**À faire:**
1. D'après l'extrait du document, qui sont les protagonistes du film britannique À ceux qui nous ont offensés ?
2. Poursuivez l'extrait du document après sa dernière phrase.
== Extrait du document
Cette réalité est joyeuse. Du moins elle le semble vue à travers les yeux du jeune héros. Détrousser les passagers d’un train, voler des voitures, trafiquer le cuivre, se brancher illégalement au réseau électrique sont autant d’occasions pour Pio de démontrer son courage et sa malice. Quand la police débarque, on joue au gendarme et aux voleurs. Et le spectateur, fût-il conseiller d’État et balladurien, prend inéluctablement partie pour les seconds contre les premiers. Le même charme opérait dans À ceux qui nous ont offensés, un film britannique sorti en mars dernier qui avait pour protagonistes une bande de manouches.
====
== Entrées listées
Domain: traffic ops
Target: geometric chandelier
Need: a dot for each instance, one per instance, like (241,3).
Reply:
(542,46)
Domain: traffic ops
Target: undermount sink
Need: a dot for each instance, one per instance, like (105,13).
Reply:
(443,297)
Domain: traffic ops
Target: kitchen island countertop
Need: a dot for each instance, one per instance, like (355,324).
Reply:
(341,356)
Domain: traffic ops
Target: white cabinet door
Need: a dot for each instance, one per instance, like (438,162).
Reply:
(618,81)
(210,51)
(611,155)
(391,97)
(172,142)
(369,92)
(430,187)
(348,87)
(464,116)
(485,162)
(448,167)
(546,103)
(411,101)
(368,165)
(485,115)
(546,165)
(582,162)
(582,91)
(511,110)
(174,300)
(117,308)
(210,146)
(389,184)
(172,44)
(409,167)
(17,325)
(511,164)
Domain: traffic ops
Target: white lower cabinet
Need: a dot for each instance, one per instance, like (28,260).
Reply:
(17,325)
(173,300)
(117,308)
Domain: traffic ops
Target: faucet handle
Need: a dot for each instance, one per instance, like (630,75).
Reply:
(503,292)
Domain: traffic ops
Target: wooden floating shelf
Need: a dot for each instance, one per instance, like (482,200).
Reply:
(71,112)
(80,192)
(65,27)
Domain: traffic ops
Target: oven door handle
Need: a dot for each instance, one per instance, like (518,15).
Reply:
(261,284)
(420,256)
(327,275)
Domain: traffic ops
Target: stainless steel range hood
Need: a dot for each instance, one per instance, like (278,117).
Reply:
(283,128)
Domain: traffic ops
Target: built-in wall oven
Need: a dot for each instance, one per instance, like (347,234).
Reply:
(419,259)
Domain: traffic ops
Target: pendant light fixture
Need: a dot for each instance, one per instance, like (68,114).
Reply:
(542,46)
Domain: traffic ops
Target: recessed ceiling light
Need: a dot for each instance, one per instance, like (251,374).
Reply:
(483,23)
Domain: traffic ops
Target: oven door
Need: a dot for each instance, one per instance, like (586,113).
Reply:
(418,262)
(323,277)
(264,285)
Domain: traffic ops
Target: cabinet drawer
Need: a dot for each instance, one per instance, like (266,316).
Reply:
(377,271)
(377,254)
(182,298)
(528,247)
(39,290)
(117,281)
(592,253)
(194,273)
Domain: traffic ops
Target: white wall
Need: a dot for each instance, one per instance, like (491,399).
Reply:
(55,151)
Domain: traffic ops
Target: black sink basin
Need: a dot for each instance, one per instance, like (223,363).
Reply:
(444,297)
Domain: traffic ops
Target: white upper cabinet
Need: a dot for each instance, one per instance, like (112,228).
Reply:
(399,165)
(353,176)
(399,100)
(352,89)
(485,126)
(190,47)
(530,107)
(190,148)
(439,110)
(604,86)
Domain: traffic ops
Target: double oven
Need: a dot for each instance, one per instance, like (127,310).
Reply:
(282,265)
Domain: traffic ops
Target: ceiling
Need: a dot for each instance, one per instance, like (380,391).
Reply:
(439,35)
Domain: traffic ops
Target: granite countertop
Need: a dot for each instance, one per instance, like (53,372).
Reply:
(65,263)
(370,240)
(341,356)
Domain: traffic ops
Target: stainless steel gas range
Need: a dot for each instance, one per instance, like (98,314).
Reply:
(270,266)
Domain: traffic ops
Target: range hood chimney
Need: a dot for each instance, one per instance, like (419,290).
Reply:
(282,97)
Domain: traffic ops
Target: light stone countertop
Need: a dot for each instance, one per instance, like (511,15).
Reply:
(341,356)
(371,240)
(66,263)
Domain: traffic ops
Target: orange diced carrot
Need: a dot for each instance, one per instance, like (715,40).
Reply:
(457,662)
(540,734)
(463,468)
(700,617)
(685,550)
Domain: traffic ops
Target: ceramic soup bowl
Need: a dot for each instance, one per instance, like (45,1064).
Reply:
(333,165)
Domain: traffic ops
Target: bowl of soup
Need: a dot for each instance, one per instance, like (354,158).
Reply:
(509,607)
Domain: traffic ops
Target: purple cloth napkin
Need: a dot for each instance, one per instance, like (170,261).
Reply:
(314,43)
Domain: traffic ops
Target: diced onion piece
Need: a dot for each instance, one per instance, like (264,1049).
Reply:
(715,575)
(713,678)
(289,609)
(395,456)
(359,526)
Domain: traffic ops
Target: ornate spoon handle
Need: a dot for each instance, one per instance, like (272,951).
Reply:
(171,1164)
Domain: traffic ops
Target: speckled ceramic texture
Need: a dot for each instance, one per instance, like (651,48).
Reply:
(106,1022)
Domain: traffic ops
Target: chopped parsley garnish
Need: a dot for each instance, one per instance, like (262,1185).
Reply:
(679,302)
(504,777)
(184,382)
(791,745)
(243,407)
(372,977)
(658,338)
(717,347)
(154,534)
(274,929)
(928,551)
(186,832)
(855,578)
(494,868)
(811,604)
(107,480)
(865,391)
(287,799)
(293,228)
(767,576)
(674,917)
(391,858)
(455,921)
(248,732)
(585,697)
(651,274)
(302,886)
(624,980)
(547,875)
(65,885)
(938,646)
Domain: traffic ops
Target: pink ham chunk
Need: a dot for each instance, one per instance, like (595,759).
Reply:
====
**Réponses dans l'ordre:**
1. Une bande de manouches.

2.
Mais A Ciambra n’est pas un film joyeux. Car la vie de Pio est rude. Elle est violente. Les relations que les membres de la communauté entretiennent entre eux et avec les autres sont régies par une loi d’airain : la solidarité du groupe doit primer sur les relations que ses membres sont susceptible de nouer en dehors de lui. C’est cette règle qui sera mise à mal par l’amitié filiale qui unit Pio à Ayiva, un réfugié burkinabé qui, lui aussi, survit comme il peut de petits trafics.

Le film dénoue le dilemme shakespearien qu’il aura mis près de deux heures a noué. Dommage qu’il ne l’ait pas fait plus tôt. Délesté d’une bonne trentaine de minutes, au risque d’être privé de quelques scènes purement documentaires sans réelle valeur ajoutée narrative, A Ciambra aurait été plus nerveux et plus réussi.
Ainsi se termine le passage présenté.